Part of a data file:
........

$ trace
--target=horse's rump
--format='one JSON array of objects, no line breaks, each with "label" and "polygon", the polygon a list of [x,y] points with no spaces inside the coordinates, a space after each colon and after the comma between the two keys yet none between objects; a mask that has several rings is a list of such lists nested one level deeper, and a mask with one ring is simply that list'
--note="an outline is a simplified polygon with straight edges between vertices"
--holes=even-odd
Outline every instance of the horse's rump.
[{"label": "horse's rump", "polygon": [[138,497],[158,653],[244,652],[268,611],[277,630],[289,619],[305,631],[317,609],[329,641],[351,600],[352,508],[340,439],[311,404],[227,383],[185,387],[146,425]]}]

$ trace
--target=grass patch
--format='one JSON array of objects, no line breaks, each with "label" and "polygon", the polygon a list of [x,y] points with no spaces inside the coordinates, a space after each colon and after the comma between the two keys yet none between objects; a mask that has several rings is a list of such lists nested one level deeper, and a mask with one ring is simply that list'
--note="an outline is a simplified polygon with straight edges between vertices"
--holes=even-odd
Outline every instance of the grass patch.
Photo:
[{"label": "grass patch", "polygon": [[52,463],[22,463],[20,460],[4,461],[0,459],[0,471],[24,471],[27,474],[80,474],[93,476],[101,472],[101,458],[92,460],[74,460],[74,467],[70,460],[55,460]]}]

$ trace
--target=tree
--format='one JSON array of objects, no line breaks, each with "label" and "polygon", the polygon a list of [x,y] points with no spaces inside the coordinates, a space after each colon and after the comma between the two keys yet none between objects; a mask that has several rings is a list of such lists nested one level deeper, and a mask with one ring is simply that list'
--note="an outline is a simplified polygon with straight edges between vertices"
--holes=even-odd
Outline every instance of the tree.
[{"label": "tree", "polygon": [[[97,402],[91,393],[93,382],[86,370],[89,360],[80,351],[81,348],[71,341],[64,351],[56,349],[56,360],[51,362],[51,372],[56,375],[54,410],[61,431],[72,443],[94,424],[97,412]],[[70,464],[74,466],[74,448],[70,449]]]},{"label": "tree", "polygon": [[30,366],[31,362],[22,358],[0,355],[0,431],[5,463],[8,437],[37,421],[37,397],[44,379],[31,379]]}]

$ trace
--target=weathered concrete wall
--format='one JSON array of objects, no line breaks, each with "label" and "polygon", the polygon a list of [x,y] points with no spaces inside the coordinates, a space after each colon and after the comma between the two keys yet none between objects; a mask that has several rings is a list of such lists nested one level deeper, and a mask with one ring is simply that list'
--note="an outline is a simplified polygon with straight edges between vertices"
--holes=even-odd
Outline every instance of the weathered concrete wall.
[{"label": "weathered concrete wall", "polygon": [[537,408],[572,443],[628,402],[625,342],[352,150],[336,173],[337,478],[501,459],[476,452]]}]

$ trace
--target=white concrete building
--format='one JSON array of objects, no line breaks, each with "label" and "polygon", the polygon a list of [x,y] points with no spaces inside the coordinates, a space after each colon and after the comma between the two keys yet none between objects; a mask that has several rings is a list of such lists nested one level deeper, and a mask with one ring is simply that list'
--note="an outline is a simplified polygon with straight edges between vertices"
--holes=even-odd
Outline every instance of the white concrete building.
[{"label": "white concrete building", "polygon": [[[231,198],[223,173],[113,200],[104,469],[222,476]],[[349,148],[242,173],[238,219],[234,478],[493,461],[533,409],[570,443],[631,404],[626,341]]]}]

........

(TASK STATEMENT): Reproduce every record above exactly as it appears.

(SOLUTION TO THIS EXERCISE):
$ trace
--target=horse's rump
--format='one JSON array of objects, no line breaks, each with "label" and "polygon", the polygon a list of [x,y] points with no spaces inside the coordinates, a space after each colon and after the comma between the two keys yet none between objects; a mask that has several rings is a list of such lists nested one level deeper, and a mask with one ring is simply that list'
--note="an outline is a simplified polygon with straight edges between vertices"
--holes=even-odd
Outline every instance of the horse's rump.
[{"label": "horse's rump", "polygon": [[138,497],[158,653],[244,652],[268,611],[277,630],[289,619],[305,631],[317,609],[329,641],[351,600],[352,508],[340,439],[311,404],[227,383],[185,387],[146,425]]}]

$ trace
--target=grass patch
--format='one JSON array of objects, no line breaks, each with "label" and "polygon", the polygon a list of [x,y] points with no spaces inside the coordinates, a space after each colon and after the comma between the two keys yet none between objects; a mask that has several rings is a list of such lists nested one level deeper, and a mask with one ring is simply that list'
--note="an outline is a simplified polygon with straight edges between vertices"
--holes=even-odd
Outline every instance of the grass patch.
Photo:
[{"label": "grass patch", "polygon": [[52,463],[22,463],[20,460],[4,461],[0,459],[0,471],[24,471],[27,474],[80,474],[93,476],[101,472],[101,458],[92,460],[74,460],[74,467],[70,460],[55,460]]}]

$ trace
--target=tree
--format='one JSON array of objects, no line breaks, each with "label" and "polygon", the polygon a list of [x,y] points with no spaces inside the coordinates, a space after each colon and after the comma between the two keys yet none between objects; a mask that has several rings is a list of such lists nested one level deeper, and a mask with one ring is simply that list'
--note="an outline is a simplified polygon with straight edges between vertices"
--holes=even-odd
Outline every instance of the tree.
[{"label": "tree", "polygon": [[[97,402],[91,393],[93,382],[86,370],[89,360],[80,351],[81,348],[71,341],[64,351],[56,349],[56,360],[51,362],[51,372],[56,375],[54,410],[61,431],[72,443],[94,424],[97,412]],[[70,464],[74,466],[74,448],[70,449]]]},{"label": "tree", "polygon": [[30,366],[31,362],[22,358],[0,355],[0,431],[5,463],[8,437],[37,421],[37,397],[44,379],[31,379]]}]

$ trace
--target=weathered concrete wall
--format='one JSON array of objects, no line breaks, each with "label" and "polygon", the polygon a list of [x,y] points with no spaces inside the coordinates, a space after each colon and after the comma between the two keys yet none between objects; a mask that has several rings is a list of such lists nested one level deeper, and a mask with one ring is simply that list'
--note="an outline is a simplified polygon with straight edges between vertices"
--holes=even-odd
Outline every instance of the weathered concrete wall.
[{"label": "weathered concrete wall", "polygon": [[537,408],[572,443],[628,402],[625,342],[352,150],[336,173],[337,478],[501,459],[476,452]]}]

$ trace
--target=white concrete building
--format='one JSON array of objects, no line breaks, each with "label" and "polygon", the polygon a list of [x,y] points with no spaces inside the coordinates, a space after each colon and after the comma between the two keys yet none between objects; a mask that has several rings is a list of such lists nested one level deeper, and a mask with one ring is simply that list'
--note="an outline is a simplified polygon with straight edges between vertices"
--holes=even-odd
Outline every instance of the white concrete building.
[{"label": "white concrete building", "polygon": [[[231,198],[223,173],[113,200],[104,469],[222,476]],[[349,148],[242,173],[238,219],[234,478],[493,461],[533,409],[570,443],[631,404],[626,341]]]}]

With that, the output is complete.